── DATA FOR PROCESSING ──

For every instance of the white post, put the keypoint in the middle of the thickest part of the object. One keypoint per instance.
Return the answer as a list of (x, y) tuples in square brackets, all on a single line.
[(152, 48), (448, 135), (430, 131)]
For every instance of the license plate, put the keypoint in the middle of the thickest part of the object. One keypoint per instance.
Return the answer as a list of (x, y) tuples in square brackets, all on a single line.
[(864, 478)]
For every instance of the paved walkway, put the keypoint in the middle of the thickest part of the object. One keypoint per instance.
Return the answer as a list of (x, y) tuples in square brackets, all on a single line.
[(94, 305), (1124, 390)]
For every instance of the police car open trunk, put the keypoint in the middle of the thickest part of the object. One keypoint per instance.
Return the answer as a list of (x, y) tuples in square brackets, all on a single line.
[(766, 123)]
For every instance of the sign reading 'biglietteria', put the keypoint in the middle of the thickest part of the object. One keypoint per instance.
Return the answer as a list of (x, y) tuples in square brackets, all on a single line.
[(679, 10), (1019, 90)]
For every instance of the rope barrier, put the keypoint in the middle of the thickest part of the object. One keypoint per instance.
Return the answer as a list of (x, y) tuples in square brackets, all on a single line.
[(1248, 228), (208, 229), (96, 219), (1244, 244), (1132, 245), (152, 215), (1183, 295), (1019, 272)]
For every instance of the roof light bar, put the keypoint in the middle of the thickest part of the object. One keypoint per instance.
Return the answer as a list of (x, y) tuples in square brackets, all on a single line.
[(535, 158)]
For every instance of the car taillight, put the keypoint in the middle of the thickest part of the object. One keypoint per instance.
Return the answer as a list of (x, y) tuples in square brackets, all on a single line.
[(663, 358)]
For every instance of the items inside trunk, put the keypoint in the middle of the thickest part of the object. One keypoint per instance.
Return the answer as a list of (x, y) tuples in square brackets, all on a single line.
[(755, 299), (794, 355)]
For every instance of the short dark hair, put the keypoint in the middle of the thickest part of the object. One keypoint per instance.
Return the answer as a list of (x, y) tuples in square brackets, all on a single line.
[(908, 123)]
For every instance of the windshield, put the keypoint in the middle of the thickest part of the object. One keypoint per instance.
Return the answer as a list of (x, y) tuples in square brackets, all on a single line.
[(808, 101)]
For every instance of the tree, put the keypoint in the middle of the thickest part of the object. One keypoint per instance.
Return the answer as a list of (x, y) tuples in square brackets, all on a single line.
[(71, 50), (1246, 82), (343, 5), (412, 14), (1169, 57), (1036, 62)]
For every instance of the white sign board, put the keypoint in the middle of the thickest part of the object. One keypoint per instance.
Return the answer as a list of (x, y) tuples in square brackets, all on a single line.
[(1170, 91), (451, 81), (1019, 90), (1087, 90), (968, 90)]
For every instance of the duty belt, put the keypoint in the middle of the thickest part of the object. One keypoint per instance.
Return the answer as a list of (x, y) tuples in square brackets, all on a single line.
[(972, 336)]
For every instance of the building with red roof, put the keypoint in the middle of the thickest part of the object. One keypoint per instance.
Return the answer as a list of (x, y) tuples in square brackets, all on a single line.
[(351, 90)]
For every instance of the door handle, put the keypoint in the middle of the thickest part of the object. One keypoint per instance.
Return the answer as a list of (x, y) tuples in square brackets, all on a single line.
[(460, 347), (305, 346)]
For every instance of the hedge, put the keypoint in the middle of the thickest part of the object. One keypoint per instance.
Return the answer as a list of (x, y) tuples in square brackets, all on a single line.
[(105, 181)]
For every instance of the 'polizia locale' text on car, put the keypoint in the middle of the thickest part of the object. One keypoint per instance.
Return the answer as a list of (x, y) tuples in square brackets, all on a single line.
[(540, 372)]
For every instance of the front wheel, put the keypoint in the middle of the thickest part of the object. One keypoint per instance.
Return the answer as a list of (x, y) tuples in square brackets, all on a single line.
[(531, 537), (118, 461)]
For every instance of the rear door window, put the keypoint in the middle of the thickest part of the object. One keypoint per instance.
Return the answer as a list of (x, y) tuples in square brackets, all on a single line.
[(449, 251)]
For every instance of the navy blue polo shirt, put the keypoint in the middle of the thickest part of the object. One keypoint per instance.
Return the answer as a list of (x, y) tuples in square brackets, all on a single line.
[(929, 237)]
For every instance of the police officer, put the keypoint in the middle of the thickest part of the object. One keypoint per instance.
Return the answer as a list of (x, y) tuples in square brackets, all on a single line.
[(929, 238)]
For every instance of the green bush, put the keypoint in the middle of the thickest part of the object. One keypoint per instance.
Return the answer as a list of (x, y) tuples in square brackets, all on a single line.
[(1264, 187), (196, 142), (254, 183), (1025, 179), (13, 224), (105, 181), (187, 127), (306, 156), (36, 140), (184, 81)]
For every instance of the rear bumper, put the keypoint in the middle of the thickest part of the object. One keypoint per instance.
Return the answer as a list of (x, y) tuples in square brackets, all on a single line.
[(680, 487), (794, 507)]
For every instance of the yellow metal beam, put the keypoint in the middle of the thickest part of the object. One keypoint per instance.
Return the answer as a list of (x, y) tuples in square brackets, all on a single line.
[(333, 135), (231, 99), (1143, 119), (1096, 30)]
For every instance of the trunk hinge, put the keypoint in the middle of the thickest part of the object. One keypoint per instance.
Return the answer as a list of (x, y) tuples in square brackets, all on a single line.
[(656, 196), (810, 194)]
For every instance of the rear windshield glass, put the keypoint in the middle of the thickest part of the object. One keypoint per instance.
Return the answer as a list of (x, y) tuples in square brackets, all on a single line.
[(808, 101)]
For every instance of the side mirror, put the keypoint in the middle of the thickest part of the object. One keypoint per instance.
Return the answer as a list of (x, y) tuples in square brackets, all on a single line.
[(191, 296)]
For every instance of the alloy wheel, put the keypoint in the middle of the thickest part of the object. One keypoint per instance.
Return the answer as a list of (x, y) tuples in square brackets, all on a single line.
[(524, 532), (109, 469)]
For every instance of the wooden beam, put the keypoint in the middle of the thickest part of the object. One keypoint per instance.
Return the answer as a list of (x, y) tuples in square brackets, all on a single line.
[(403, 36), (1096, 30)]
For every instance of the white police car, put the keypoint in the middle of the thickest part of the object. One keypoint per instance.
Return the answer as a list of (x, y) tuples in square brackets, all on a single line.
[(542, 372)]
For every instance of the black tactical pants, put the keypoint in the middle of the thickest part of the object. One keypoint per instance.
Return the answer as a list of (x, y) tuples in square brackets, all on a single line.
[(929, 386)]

───

## WHAT IS REQUIRED
Convert every line of the records above into a JSON array of strings, with one string per line and blank lines omitted.

## TASK RESPONSE
[
  "For every instance of the white post, put the keypoint in the middle of the thickest part of the object. One keypoint per instance.",
  "Return the answer as a list of (x, y) tuples in square brackets, all on a single line.",
  "[(152, 48), (448, 135), (430, 131)]",
  "For every instance of the license plate, put the keypoint in the middle of the thickest part of the object. One keypoint per instance.",
  "Return the answer as a list of (x, y) tuples in square brackets, all on a single line.",
  "[(864, 478)]",
  "For every instance of the paved walkway, put the keypoint in the middle of the thickest part of the object. One keypoint per instance.",
  "Return the answer as a list of (x, y) tuples in square brackets, all on a single line.",
  "[(94, 305), (1124, 390)]",
  "For every instance of the police car open trunk, put the keypoint in the middle of the thickest part of the object. One keypoint per instance.",
  "Return the answer as a list of (x, y) tuples in square brackets, all on a single line.",
  "[(766, 123)]",
  "For every instance of the sign reading 'biglietteria', put the keypoint in the middle of the thickest part of the object. One keypoint per instance.",
  "Return the answer as a list of (x, y) tuples in square brackets, all on a single line.",
  "[(679, 10), (1019, 90)]",
  "For every instance of the rope barrier, put the keypoint in the middle of the thickest part of the object. One keypoint per instance.",
  "Return the answer as a list of (x, y) tuples in square brackets, all on a single line.",
  "[(1248, 228), (208, 229), (96, 219), (1244, 244), (1132, 245), (152, 215), (1183, 295), (1019, 272)]",
  "For every instance of the roof light bar, put the keypoint in the middle of the thickest part of the object. One keypoint per instance.",
  "Return the answer as a list of (x, y) tuples in square brackets, all on a single line.",
  "[(535, 158)]",
  "For every instance of the car taillight, put the keypoint in the middle of the thickest part of the object. One keypoint per instance.",
  "Return the answer as a list of (x, y) tuples in square brackets, all on a single line.",
  "[(663, 358)]",
  "For every instance of the items inside trunk, put the keypoint in the middle of the thickest part of the object. One keypoint per instance.",
  "Return the answer as a list of (x, y) tuples in square brackets, all on a single line.",
  "[(755, 299), (794, 355)]",
  "For every instance of the short dark hair, put the keypoint in the middle of the thickest part of the object. One keypoint per instance.",
  "Return the answer as a list of (x, y) tuples in square brackets, all on a single line.",
  "[(908, 123)]",
  "For every instance of the windshield, put the keypoint in the middle of the thickest part of the object. One keypoint per instance.",
  "Return the answer as a list of (x, y) tuples in square brackets, all on a single line.",
  "[(808, 101)]",
  "For every instance of the tree, put the keypoint in the middle of the thickest part of the object. One keypoint per instance.",
  "Return the answer as a list of (x, y) tuples in square brackets, all on a single line.",
  "[(71, 50), (1246, 82), (343, 5), (412, 14), (1169, 57), (1036, 62)]",
  "For every instance of the white sign board, put the keypoint in the middle of the thickest part of the object. One keypoint per instance.",
  "Return the answer as a list of (x, y) tuples in square brackets, all on a single line.",
  "[(1170, 91), (451, 81), (1019, 90), (1087, 90), (968, 90)]",
  "For every instance of the duty belt, put the keypoint in the middle of the thickest part of the object. One keypoint per instance.",
  "Return the answer as a list of (x, y) tuples in square brackets, all on a single line.",
  "[(972, 336)]",
  "For every instance of the building with red roof, put the keypoint in the middle of the thickest part of the object. One keypoint per instance.",
  "Return the answer as a list of (x, y) tuples in square brackets, all on a single line.",
  "[(351, 90)]",
  "For every instance of the door handle, put the keypoint in the middle of the thickest part of the object. One keypoint per instance.",
  "Return the answer as a list of (x, y) tuples in square brackets, all on a single line.",
  "[(460, 347), (305, 346)]",
  "For every instance of the hedge, put the keypoint in the middle of the thickest part of the object. One keypoint per instance.",
  "Return the answer as a list of (x, y) tuples in square brackets, all on a single line.",
  "[(105, 181)]",
  "For every instance of the 'polizia locale' text on car, put the keypoint in the middle of the thickest part of the object. One keypoint per instance.",
  "Return the answer as a list of (x, y) tuples in square brackets, all on a single line.",
  "[(540, 372)]",
  "For every instance of the front wheel, put the keypoint in the middle of the thickest part of the object. One keypoint per instance.",
  "Return the answer as a list of (x, y) tuples in square brackets, all on a single line.",
  "[(531, 537), (118, 461)]",
  "For every instance of the rear door window, put the keypoint in the middle of the thickest part of the object. One keypoint per instance.",
  "Return the answer as a list of (x, y) tuples in square brackets, all on a single line.",
  "[(449, 251)]",
  "For every instance of the navy blue polo shirt, put the keypoint in the middle of the thickest part of the object. One keypoint per instance.",
  "Return the answer as a list of (x, y) tuples in square brackets, all on a single line.",
  "[(929, 237)]",
  "For every instance of the police officer, put the keypoint in the middle of the thickest part of the object. One keypoint per instance.",
  "Return the answer as a list of (x, y) tuples in square brackets, all on a single line.",
  "[(929, 238)]",
  "For every instance of the green bush, put the keypoint in the middle of the thickest part of the object. One keypoint per instance.",
  "Return the answer as a list of (x, y) tuples in square brackets, all on a single line.",
  "[(1264, 187), (196, 142), (254, 183), (1025, 179), (13, 224), (105, 181), (187, 127), (306, 156), (36, 140), (184, 81)]",
  "For every instance of the rear bumper, put the keypoint in the middle of the thickest part of the object. One keypoint per instance.",
  "Return the answer as a list of (x, y) tuples in square brackets, all on a single line.",
  "[(680, 487), (794, 507)]",
  "For every instance of the yellow metal beam, put the keypoint in the middle of the thickest part of the object. One keypoint per instance.",
  "Return the answer as a list of (x, y) tuples in square brackets, all on a single line.",
  "[(333, 135), (231, 99), (1143, 119), (1096, 30)]",
  "For every instance of the trunk hinge, put the keypoint in the middle of the thickest part of the object. One keypoint per instance.",
  "Return the answer as a list of (x, y) tuples in square brackets, all on a single line.",
  "[(656, 196), (810, 194)]",
  "For every instance of the rear windshield glass, put the keypoint in the middle of the thickest part of the object. One keypoint per instance.",
  "Return the answer as a list of (x, y) tuples in square brackets, all on a single line.",
  "[(808, 101)]",
  "For every instance of the side mirror, put the keypoint in the middle of the thickest part of the object. One keypoint per instance.",
  "Return the answer as a list of (x, y) tuples in square brackets, all on a single line.",
  "[(191, 296)]",
  "For every instance of the alloy wheel, put the keypoint in the middle of the thickest part of the object. One keypoint per instance.",
  "Return the answer as a list of (x, y) tuples in square brackets, all on a single line.",
  "[(524, 532), (109, 469)]",
  "For every instance of the wooden beam, put the keypoint in the middle of the thickest part of the object. One keypoint per instance.",
  "Return the answer as a list of (x, y) tuples in square brackets, all on a single line.",
  "[(403, 36), (1096, 30)]",
  "For every instance of the white police car, put the keypoint in the middle of the thickest part of the object. One keypoint per instance.",
  "Return the answer as a list of (x, y) tuples in square brackets, all on a single line.",
  "[(542, 372)]",
  "For every instance of the black tactical pants, put the keypoint in the middle of the thickest part of the object. One keypoint per instance.",
  "Return the answer as a list of (x, y) tuples in square brackets, all on a single line.",
  "[(929, 386)]"
]